◆ **Work instructions**
Reproduce the listing lines exactly, from the line containing "Every instance of the round" up to and including the line containing "462), (333, 441)]".

◆ **Items**

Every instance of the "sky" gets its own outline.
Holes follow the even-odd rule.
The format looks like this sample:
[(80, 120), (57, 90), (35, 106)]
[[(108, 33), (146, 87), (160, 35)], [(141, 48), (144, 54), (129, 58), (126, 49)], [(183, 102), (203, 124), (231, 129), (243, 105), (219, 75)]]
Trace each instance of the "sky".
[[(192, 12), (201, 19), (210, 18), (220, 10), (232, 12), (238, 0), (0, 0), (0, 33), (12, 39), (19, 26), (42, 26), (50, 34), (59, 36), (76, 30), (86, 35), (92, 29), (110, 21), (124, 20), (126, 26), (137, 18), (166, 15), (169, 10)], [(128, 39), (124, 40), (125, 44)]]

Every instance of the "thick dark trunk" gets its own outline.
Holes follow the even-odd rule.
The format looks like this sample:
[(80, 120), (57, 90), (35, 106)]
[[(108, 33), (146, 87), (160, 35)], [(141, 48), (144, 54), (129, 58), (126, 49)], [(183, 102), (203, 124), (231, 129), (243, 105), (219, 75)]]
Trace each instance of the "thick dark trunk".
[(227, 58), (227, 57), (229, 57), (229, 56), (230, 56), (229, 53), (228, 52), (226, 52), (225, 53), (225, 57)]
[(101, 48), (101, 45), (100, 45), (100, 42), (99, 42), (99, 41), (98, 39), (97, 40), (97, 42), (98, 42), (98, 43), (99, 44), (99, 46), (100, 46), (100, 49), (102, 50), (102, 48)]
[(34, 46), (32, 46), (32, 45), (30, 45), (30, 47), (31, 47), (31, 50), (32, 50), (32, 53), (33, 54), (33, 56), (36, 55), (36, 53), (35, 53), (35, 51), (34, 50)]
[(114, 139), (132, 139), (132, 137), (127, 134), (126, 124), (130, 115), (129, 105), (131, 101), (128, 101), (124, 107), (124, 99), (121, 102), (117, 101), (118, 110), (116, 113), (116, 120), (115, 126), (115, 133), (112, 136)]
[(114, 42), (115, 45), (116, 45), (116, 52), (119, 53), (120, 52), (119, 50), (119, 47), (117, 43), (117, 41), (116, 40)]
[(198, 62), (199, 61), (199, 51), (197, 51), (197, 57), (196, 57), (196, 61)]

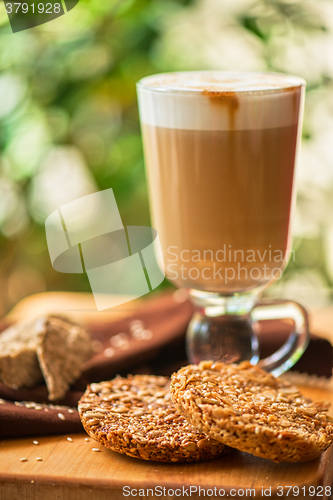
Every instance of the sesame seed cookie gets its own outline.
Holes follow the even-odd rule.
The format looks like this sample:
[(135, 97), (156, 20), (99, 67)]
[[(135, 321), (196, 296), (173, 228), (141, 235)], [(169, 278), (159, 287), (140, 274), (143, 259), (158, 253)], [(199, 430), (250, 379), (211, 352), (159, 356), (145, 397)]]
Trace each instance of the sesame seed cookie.
[(144, 460), (197, 462), (226, 453), (178, 414), (169, 386), (169, 378), (153, 375), (91, 384), (78, 405), (83, 427), (107, 448)]
[(258, 457), (307, 462), (333, 441), (329, 403), (305, 398), (248, 361), (186, 366), (172, 375), (170, 393), (200, 432)]

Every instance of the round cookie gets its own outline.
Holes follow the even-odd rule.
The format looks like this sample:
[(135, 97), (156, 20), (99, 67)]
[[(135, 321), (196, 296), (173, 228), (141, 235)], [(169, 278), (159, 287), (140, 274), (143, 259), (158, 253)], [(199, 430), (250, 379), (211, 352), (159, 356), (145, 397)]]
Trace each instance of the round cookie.
[(91, 384), (78, 404), (83, 427), (111, 450), (145, 460), (196, 462), (226, 453), (178, 414), (169, 391), (169, 378), (152, 375)]
[(329, 403), (252, 366), (203, 361), (171, 377), (172, 401), (212, 439), (275, 462), (307, 462), (333, 441)]

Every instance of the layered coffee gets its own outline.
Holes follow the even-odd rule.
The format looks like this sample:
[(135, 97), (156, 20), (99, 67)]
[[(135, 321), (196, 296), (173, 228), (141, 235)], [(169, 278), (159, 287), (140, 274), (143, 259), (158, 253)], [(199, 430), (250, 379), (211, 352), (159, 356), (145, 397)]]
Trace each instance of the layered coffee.
[(303, 88), (279, 74), (140, 82), (152, 222), (178, 287), (233, 294), (281, 276)]

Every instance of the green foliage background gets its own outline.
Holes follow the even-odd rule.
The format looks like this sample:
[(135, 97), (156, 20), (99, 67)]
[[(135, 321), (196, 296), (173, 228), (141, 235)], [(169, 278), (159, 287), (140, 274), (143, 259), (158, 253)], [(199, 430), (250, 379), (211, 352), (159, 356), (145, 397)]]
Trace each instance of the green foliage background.
[(328, 138), (324, 160), (316, 141), (333, 124), (330, 4), (81, 0), (13, 34), (0, 3), (0, 314), (39, 291), (90, 290), (84, 275), (55, 272), (48, 256), (44, 221), (67, 194), (112, 187), (124, 224), (149, 224), (135, 83), (190, 69), (307, 79), (297, 258), (273, 293), (329, 302), (333, 156)]

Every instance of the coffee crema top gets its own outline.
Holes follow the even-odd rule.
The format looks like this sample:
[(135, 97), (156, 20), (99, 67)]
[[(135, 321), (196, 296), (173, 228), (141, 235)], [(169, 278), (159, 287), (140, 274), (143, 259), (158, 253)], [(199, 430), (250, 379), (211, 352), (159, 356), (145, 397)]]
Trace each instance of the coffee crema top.
[(303, 78), (282, 73), (242, 73), (229, 71), (186, 71), (161, 73), (143, 78), (140, 87), (169, 92), (259, 92), (286, 91), (305, 85)]
[(140, 120), (187, 130), (255, 130), (298, 122), (305, 81), (281, 73), (162, 73), (137, 84)]

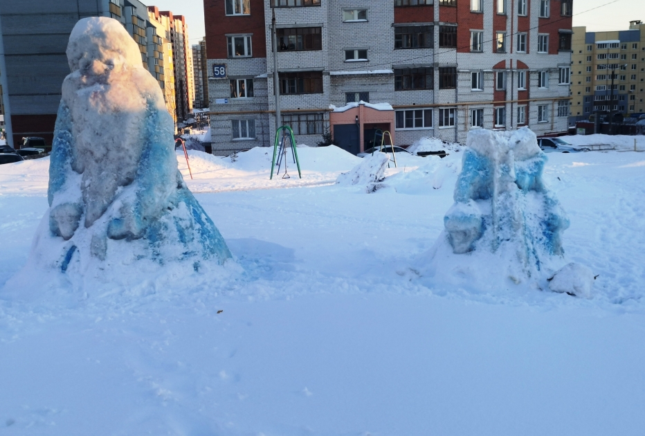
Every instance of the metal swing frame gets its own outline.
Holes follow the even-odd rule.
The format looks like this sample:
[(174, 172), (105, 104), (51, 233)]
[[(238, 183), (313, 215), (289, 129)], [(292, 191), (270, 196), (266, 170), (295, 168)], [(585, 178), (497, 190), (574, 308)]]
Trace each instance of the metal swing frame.
[[(280, 132), (282, 134), (282, 140), (280, 140)], [(296, 139), (293, 138), (293, 131), (289, 126), (281, 126), (278, 127), (278, 130), (275, 131), (275, 140), (273, 143), (273, 159), (271, 161), (271, 175), (269, 178), (269, 180), (273, 179), (273, 170), (275, 168), (275, 155), (278, 155), (278, 171), (275, 172), (277, 176), (280, 174), (280, 165), (282, 164), (282, 155), (287, 154), (287, 150), (285, 149), (285, 141), (287, 138), (289, 138), (289, 141), (291, 143), (291, 155), (293, 157), (293, 163), (298, 166), (298, 175), (302, 179), (302, 174), (300, 172), (300, 162), (298, 159), (298, 151), (296, 149)], [(280, 152), (278, 152), (278, 148), (280, 148)], [(287, 161), (284, 161), (284, 174), (287, 175)]]

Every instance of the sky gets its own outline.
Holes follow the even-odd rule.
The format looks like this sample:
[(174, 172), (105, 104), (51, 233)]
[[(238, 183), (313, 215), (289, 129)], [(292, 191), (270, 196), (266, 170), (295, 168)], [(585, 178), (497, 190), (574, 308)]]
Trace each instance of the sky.
[[(185, 15), (191, 44), (197, 44), (206, 34), (202, 0), (148, 0), (145, 3), (161, 10), (172, 10), (176, 15)], [(586, 26), (588, 32), (623, 30), (628, 28), (630, 21), (645, 21), (645, 0), (574, 0), (573, 13), (573, 25)]]

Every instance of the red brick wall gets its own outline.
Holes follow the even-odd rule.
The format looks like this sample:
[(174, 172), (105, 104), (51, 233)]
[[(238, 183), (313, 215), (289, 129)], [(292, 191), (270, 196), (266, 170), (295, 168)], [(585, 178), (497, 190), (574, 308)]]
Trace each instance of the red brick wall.
[(434, 6), (399, 6), (394, 8), (394, 23), (432, 23), (434, 21)]
[(549, 18), (540, 18), (540, 33), (549, 34), (549, 54), (558, 54), (558, 45), (559, 43), (558, 29), (570, 29), (573, 21), (571, 17), (562, 17), (561, 1), (560, 0), (551, 0), (551, 10)]
[(12, 115), (11, 128), (13, 131), (13, 145), (19, 147), (23, 136), (39, 136), (51, 146), (54, 138), (54, 126), (56, 114), (48, 115)]
[[(457, 27), (457, 51), (471, 51), (471, 29), (484, 28), (484, 14), (471, 12), (470, 0), (458, 0), (459, 26)], [(446, 9), (446, 8), (444, 8)]]
[(228, 56), (227, 33), (253, 33), (253, 57), (266, 57), (263, 0), (251, 0), (250, 15), (227, 16), (224, 0), (203, 0), (203, 9), (208, 59)]
[[(439, 6), (439, 21), (444, 23), (456, 23), (457, 22), (457, 9), (460, 6), (465, 4), (463, 0), (457, 0), (457, 7), (455, 6)], [(470, 10), (470, 5), (468, 6), (468, 10), (463, 6), (460, 11), (465, 13), (466, 10)]]

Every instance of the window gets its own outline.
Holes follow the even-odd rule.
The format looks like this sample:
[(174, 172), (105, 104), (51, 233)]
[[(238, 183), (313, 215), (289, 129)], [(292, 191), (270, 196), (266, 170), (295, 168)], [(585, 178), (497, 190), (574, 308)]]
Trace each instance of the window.
[(322, 29), (320, 27), (301, 27), (275, 29), (278, 51), (306, 51), (322, 50)]
[(251, 14), (251, 0), (226, 0), (227, 15), (248, 15), (249, 14)]
[(484, 89), (484, 73), (482, 71), (471, 73), (471, 89), (482, 91)]
[(518, 89), (526, 89), (526, 71), (518, 71)]
[(518, 124), (526, 124), (526, 106), (518, 107)]
[(345, 62), (365, 62), (367, 60), (367, 50), (345, 50)]
[(253, 79), (229, 80), (231, 98), (251, 98), (253, 96)]
[(503, 127), (506, 125), (506, 108), (495, 108), (495, 127)]
[(506, 89), (506, 71), (498, 71), (495, 74), (495, 89), (498, 91)]
[(434, 29), (433, 26), (397, 26), (394, 27), (394, 48), (432, 48)]
[(301, 6), (320, 6), (320, 0), (273, 0), (275, 8), (299, 8)]
[(412, 68), (394, 70), (394, 90), (433, 89), (435, 70), (432, 68)]
[(322, 71), (280, 73), (280, 80), (282, 94), (322, 93)]
[(471, 111), (471, 125), (473, 127), (484, 127), (484, 109)]
[(497, 32), (495, 34), (495, 48), (498, 53), (506, 53), (506, 33)]
[(558, 116), (569, 116), (569, 102), (561, 100), (558, 102)]
[(425, 6), (433, 4), (433, 0), (394, 0), (395, 6)]
[(518, 52), (526, 53), (526, 33), (518, 33)]
[(454, 89), (457, 87), (457, 69), (454, 66), (439, 68), (439, 89)]
[(229, 57), (251, 57), (251, 37), (227, 37)]
[(571, 50), (570, 33), (561, 33), (558, 40), (558, 50)]
[(370, 102), (369, 92), (346, 92), (345, 93), (345, 102), (357, 103), (358, 102)]
[(233, 139), (255, 139), (255, 120), (231, 120), (230, 130)]
[(439, 127), (449, 127), (455, 125), (455, 109), (439, 109)]
[(439, 46), (448, 48), (457, 48), (457, 27), (455, 26), (439, 26)]
[(538, 53), (549, 53), (549, 35), (538, 35)]
[(343, 21), (345, 23), (350, 21), (367, 21), (367, 9), (346, 9), (343, 11)]
[(538, 106), (538, 122), (546, 122), (549, 120), (549, 107), (546, 105)]
[(572, 0), (562, 0), (561, 3), (560, 15), (565, 17), (570, 17), (572, 12)]
[(549, 72), (538, 71), (538, 88), (549, 87)]
[(540, 0), (540, 18), (549, 18), (549, 0)]
[(282, 125), (290, 127), (294, 135), (322, 135), (325, 133), (325, 118), (322, 113), (283, 115)]
[(497, 13), (506, 15), (506, 0), (497, 0)]
[(482, 51), (483, 32), (471, 32), (471, 51)]
[(560, 78), (560, 81), (558, 83), (560, 84), (569, 84), (569, 82), (571, 81), (569, 67), (561, 66), (558, 69), (558, 71)]
[(433, 110), (397, 111), (397, 129), (432, 129)]

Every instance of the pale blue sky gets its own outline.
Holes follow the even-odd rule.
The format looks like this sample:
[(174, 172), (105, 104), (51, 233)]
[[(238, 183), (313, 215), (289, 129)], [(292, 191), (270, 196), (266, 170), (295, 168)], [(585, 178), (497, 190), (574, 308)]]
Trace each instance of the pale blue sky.
[[(628, 28), (631, 20), (645, 21), (645, 0), (617, 0), (580, 13), (614, 1), (574, 0), (573, 25), (586, 26), (588, 32), (623, 30)], [(185, 15), (191, 44), (197, 44), (205, 35), (203, 0), (143, 0), (143, 3), (156, 6), (162, 10), (172, 10), (176, 15)]]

◆ **Final result**
Every instance of the round cookie gets its own outline.
Holes follow the even-odd rule.
The format looks like this sample:
[(135, 97), (156, 20), (99, 67)]
[[(135, 321), (196, 296), (173, 228), (141, 235)], [(169, 278), (159, 287), (140, 274), (143, 259), (158, 253)], [(199, 430), (250, 379), (211, 352), (159, 356), (145, 397)]]
Trace each instance of the round cookie.
[(91, 384), (78, 404), (83, 427), (111, 450), (145, 460), (196, 462), (226, 453), (178, 414), (169, 391), (169, 378), (152, 375)]
[(329, 403), (252, 366), (203, 361), (171, 377), (172, 401), (212, 439), (275, 462), (307, 462), (333, 441)]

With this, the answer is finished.